• [Required task]: Count the lines in the data below that contain the string "blue", treating uppercase and lowercase as different. Reply with the number only.

■ ■ ■ ■

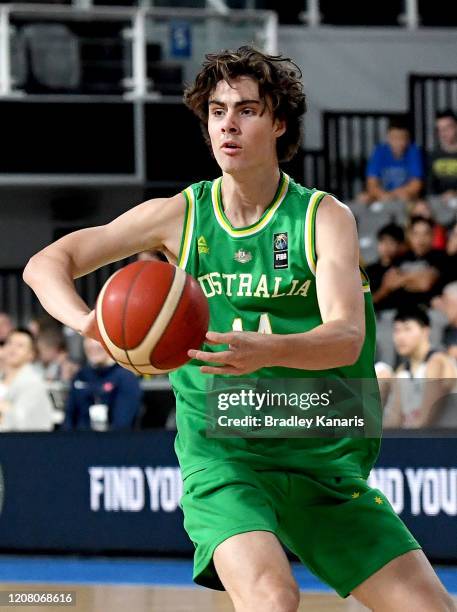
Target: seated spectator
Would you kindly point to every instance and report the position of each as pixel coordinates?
(442, 163)
(424, 378)
(53, 360)
(25, 404)
(422, 208)
(103, 395)
(450, 344)
(384, 374)
(449, 272)
(416, 277)
(6, 325)
(390, 246)
(447, 304)
(395, 169)
(55, 366)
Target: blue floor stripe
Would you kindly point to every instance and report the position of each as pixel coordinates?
(153, 572)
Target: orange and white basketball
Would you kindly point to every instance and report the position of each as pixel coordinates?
(149, 314)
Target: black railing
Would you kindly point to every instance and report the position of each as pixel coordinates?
(349, 139)
(429, 94)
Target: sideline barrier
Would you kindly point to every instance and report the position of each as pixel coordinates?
(119, 492)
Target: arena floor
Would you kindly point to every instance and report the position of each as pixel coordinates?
(117, 585)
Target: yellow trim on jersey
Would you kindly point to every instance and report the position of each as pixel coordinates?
(256, 227)
(309, 229)
(310, 247)
(188, 228)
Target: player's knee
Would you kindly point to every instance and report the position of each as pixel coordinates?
(280, 596)
(270, 594)
(434, 600)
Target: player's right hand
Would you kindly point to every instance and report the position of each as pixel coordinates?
(88, 326)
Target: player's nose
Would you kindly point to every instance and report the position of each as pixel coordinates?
(229, 125)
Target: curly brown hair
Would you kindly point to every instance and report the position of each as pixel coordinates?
(280, 85)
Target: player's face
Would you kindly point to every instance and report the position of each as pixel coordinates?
(398, 141)
(451, 247)
(447, 131)
(18, 350)
(408, 335)
(241, 127)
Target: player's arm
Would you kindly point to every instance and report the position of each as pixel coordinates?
(338, 341)
(51, 272)
(335, 343)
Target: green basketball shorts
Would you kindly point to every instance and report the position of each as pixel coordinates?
(340, 528)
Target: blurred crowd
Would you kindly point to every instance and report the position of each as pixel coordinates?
(51, 379)
(414, 278)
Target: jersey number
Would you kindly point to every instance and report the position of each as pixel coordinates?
(264, 324)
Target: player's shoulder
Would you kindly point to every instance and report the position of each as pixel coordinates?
(331, 209)
(199, 190)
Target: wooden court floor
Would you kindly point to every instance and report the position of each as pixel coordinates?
(119, 598)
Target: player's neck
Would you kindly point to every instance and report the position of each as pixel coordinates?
(245, 197)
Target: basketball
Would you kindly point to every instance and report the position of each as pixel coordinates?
(149, 314)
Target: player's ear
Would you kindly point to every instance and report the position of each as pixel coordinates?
(279, 127)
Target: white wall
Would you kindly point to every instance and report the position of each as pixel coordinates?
(363, 69)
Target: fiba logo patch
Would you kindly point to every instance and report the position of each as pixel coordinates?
(280, 251)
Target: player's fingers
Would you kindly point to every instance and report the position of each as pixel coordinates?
(219, 370)
(221, 357)
(219, 338)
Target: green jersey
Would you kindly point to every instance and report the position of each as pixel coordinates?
(262, 278)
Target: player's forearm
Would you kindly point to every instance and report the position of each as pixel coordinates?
(52, 281)
(331, 345)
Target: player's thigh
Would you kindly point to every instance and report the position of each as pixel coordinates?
(255, 572)
(407, 583)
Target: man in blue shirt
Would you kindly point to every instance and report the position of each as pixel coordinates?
(103, 395)
(395, 169)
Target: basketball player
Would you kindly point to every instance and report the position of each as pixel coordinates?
(298, 315)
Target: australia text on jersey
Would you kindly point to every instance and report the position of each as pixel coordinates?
(249, 285)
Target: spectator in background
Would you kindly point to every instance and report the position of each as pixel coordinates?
(390, 246)
(447, 304)
(25, 404)
(450, 344)
(103, 395)
(425, 377)
(449, 272)
(442, 163)
(416, 277)
(55, 366)
(395, 169)
(6, 325)
(53, 360)
(422, 208)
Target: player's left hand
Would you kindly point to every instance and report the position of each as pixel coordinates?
(246, 353)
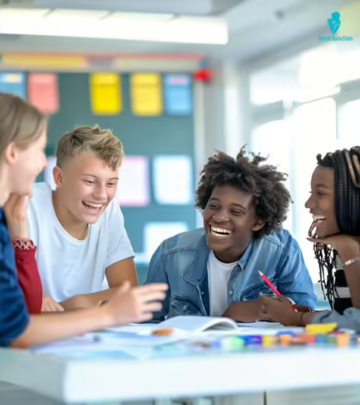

■ ■ ■ ■

• [Correct output]: 2